Short exercise: Restate every entry word for word.

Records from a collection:
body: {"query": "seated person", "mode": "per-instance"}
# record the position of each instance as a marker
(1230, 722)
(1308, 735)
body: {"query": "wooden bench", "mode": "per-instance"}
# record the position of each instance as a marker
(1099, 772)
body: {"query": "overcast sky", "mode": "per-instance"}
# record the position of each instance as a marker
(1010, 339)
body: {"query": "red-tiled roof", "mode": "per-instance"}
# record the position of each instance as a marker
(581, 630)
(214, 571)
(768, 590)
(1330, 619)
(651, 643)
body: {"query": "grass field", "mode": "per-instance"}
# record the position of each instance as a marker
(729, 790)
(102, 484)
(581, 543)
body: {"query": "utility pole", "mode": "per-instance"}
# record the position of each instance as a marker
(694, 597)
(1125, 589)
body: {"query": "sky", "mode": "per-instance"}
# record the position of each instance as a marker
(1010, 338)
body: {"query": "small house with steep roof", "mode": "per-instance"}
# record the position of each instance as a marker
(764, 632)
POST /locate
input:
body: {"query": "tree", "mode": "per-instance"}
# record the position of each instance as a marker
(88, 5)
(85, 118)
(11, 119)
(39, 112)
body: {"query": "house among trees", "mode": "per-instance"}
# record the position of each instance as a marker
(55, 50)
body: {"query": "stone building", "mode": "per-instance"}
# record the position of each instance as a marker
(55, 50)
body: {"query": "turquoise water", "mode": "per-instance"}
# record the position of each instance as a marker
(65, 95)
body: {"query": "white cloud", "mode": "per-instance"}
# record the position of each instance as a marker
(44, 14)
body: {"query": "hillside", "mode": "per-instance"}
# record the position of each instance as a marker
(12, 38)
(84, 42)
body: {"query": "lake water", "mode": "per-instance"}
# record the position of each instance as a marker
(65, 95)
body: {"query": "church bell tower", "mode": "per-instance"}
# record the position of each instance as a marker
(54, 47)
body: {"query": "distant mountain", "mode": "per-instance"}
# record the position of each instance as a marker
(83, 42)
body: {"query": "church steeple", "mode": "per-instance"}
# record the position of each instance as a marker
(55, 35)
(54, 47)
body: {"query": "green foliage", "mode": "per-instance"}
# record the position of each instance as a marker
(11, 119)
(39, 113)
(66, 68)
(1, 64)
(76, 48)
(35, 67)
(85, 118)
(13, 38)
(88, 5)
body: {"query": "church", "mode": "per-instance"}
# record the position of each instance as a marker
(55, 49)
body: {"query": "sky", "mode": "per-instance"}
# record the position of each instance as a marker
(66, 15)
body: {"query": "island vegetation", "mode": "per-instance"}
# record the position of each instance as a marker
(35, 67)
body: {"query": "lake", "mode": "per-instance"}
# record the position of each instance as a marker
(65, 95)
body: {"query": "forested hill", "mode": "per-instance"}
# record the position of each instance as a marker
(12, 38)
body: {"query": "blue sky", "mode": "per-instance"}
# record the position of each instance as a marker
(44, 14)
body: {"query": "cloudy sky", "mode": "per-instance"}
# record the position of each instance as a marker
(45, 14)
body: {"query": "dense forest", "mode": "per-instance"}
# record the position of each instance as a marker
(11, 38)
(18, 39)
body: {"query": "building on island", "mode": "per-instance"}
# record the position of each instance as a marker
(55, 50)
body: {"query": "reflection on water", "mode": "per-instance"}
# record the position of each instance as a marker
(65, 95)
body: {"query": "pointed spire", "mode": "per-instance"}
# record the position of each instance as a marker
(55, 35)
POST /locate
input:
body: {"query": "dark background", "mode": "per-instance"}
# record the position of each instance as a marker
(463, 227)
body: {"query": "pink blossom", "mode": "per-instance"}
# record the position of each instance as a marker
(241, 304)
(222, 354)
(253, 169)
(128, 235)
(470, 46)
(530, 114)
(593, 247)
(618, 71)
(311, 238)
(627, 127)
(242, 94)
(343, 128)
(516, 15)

Output:
body: {"query": "seated person", "mode": "per-instance"}
# record the position of each instance as a marker
(1230, 722)
(1308, 735)
body: {"query": "wooden bench", "mode": "per-instance"}
# record the position of each instance as a marker
(1099, 772)
body: {"query": "overcast sky", "mode": "per-instance"}
# record the position of each instance as a marker
(1010, 339)
body: {"query": "red-tiled roof", "mode": "per-instance"}
# record the position of each instance as a marker
(581, 630)
(214, 571)
(768, 590)
(1330, 619)
(651, 643)
body: {"query": "grass field", "mode": "per-instance"}
# record the position of each instance as a marker
(729, 790)
(102, 484)
(581, 543)
body: {"query": "utility pole", "mode": "per-instance"}
# record the position of each instance as a marker
(694, 597)
(1125, 589)
body: {"query": "sky", "mode": "per-instance"}
# record the position of each instance as a marker
(1010, 338)
body: {"query": "small house with steep roof", "mode": "per-instance"}
# record the position of each instance as a marker
(764, 632)
POST /locate
input:
body: {"query": "tree", "mode": "per-instance"}
# record the position of each instance as a marker
(88, 5)
(85, 118)
(11, 119)
(39, 112)
body: {"query": "house among trees", "mode": "per-instance"}
# record the position of each instance as a marker
(55, 50)
body: {"query": "stone building", "mode": "per-instance"}
# record the position of each instance as a marker
(55, 50)
body: {"query": "turquoise water", "mode": "per-instance"}
# record the position of each instance as a marker
(65, 95)
body: {"query": "white cloud", "mode": "per-instance"}
# record the position of each instance as a marker
(44, 14)
body: {"query": "hillside", "mode": "per-instance"}
# record the position of each instance as a marker
(12, 38)
(84, 42)
body: {"query": "lake water", "mode": "per-instance"}
# record the position of each instance as a marker
(65, 95)
body: {"query": "church bell tower", "mode": "per-instance"}
# record the position of each instance as a marker
(54, 47)
body: {"query": "distant mountain", "mode": "per-instance"}
# record the position of each instance as a marker
(83, 42)
body: {"query": "church steeple", "mode": "per-instance"}
# record the position of each instance as a marker
(55, 35)
(54, 47)
body: {"query": "green foliage", "mode": "per-instance"}
# record the position of each instance as a marker
(11, 119)
(39, 113)
(66, 68)
(1, 64)
(76, 48)
(35, 67)
(85, 118)
(13, 38)
(88, 5)
body: {"query": "church", "mode": "per-instance"}
# record the position of each instance as a marker
(55, 49)
body: {"query": "sky", "mode": "per-instance"}
# record the position of each instance as a marker
(66, 15)
body: {"query": "island vegetation", "mode": "per-instance"}
# record the position of each instance as a marker
(35, 67)
body: {"query": "lake", "mode": "per-instance"}
# record the position of each instance as a marker
(65, 95)
body: {"query": "forested hill", "mode": "per-instance"}
# record the position of each instance as a marker
(12, 38)
body: {"query": "blue sky", "mode": "per-instance"}
# record the position of each instance as a marker
(44, 14)
body: {"query": "cloudy sky", "mode": "per-instance"}
# record the position of each instance as a marker
(45, 14)
body: {"query": "dense forest", "mode": "per-instance"}
# record the position of each instance as a marker
(11, 38)
(18, 39)
body: {"query": "building on island", "mode": "per-instance"}
# record the position of each instance as a marker
(55, 50)
body: {"query": "reflection on water", "mode": "per-instance"}
# record the position of each instance as a marker
(65, 95)
body: {"query": "pointed spire", "mode": "per-instance"}
# record the position of each instance as a marker
(55, 35)
POST /locate
input:
body: {"query": "dark background", "mode": "per-instance"}
# record the position of each instance as a marker
(463, 227)
body: {"query": "pink blossom", "mode": "per-instance"}
# record the position of each instance as a marker
(241, 304)
(222, 354)
(253, 169)
(128, 235)
(470, 46)
(530, 114)
(593, 247)
(618, 71)
(311, 238)
(627, 127)
(242, 94)
(343, 128)
(516, 15)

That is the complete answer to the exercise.